___ Text
Wednesday, 22 January 2020
Ryszard Kapuściński: angles and ambiguities
'What angle are you going to take?' some folk asked when I was working on Prokofiev volume one. To which the only answer could, rather primly, be: 'there is no one angle, only multiple angles'. No biography I've ever read has been more scrupulous in weighing up the complexities of its subject than Artur Domosławski's fascinating study of his more-than-journalist colleague Ryszard Kapuściński.
Immortal throughout the world above all for his takes on Haile Selassie in The Emperor and on the last of the Pahlavis in Shah of Shahs (the singular covers of my old paperback copies pictured below), Kapuściński's facts in these very individual masterpieces seem to have been essentially true but deliberately loose in detail, sometimes simply fictional. 'You can rebuild reality,' he told another Polish reporter, 'but taking authentic elements from that reality', concluding 'Reportage as a genre is going through an evolution from journalism to literature'.
Yet neither when reading those key texts nor watching the compelling Kathryn Hunter in the stage adaptation of The Emperor - in which she plays multiple characters at the court of Selassie - did I take on board their roles as metaphors for the regime under which Kapuściński lived in his native Poland, which he supported as loyal socialist - as distinct from a Soviet Communist - for so many years but developed an ambiguous attitude towards in later years (it was only with some reluctance that he eventually took sides with the Solidarność movement, understanding that it was more about the 'human dignity' he wrote so much about than about wages. This is a compelling story in itself which takes up the larger part of Domosławski's Chapter 30.
Some things are clear: crucially, that wherever he travelled on the continents where popular, anti-colonial uprisings were multiplying, he wanted to live among ordinary people, to see the conflict from their points of view. This quotation, from an interview in the Mexican newspaper La Jornada, sums it up well:
I do not believe in impartial journalism. I do not believe in formal objectivity. A journalist cannot be an indifferent witness, he should have the capacity for what in psychology is called empathy....So-called objective journalism is impossible in conflict situations. Attempts at objectivity in such situations lead to disinformation.
He never changed in that stance. His evasiveness over so much else, however, provokes some murky grey areas, and here Domosławski's untiring quest for different voices, other points of view is so impressive. The biographer is wry about the absence of women in his writing - 'Kapuscinski the man may love the female half of humanity more, but Kapuściński the reporter rarely notices it' - and the inequality in the relationship with his marvellous wife Alicja.
______
___ Collected material
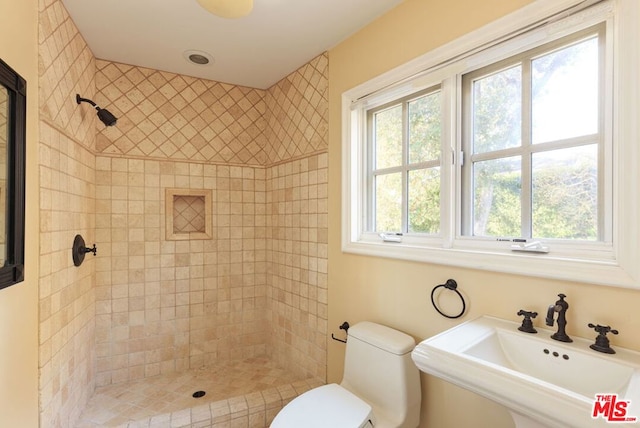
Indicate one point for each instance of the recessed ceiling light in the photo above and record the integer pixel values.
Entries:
(198, 57)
______
**Questions:**
A. Translate this sentence from the review of the Kapuściński biography into Spanish: "I do not believe in impartial journalism."
B. Using the review of the Kapuściński biography, decide whether each statement agrees with it. For each, answer yes or no and quote the words that decide it.
(i) Kapuściński eventually took sides with the Solidarność movement.
(ii) In the stage adaptation of The Emperor, Kathryn Hunter plays a single character.
(iii) Kapuściński supported the regime in Poland as a Soviet Communist.
C. Continue the review of the Kapuściński biography from where it stops.

**Answers to the exercises:**
A. No creo en el periodismo imparcial.

B.
(i) Yes: "it was only with some reluctance that he eventually took sides with the Solidarność movement"
(ii) No: "in which she plays multiple characters at the court of Selassie"
(iii) No: "which he supported as loyal socialist - as distinct from a Soviet Communist"

C.
Domosławski adopts Kapuscinski's notion of collecting diverse apercus under the title of Lapidaria, and the fifth of these in the biography, asking 'Was Kapuściński a Thinker?', touches one special essence. The journalist Wiktor Osiatyński, who raised the question with his friend abut why he didn't write a serious book about the observations in the Lapdaria, opines that 'a thinker makes generalizations, creates syntheses and looks for similarities. Rysiek was the opposite - he looked for differences, his world was he world of detail, and he was brilliant at showing those details, the various colours of the world'. Osiatyński adds that 'what he said about globalisation was an intellectual discovery for me: that here we are watching globalisation on CNN, but meanwhile, vast stretches of the world are going through the opposite process - de-globalisation, which means separating themselves from the rest'.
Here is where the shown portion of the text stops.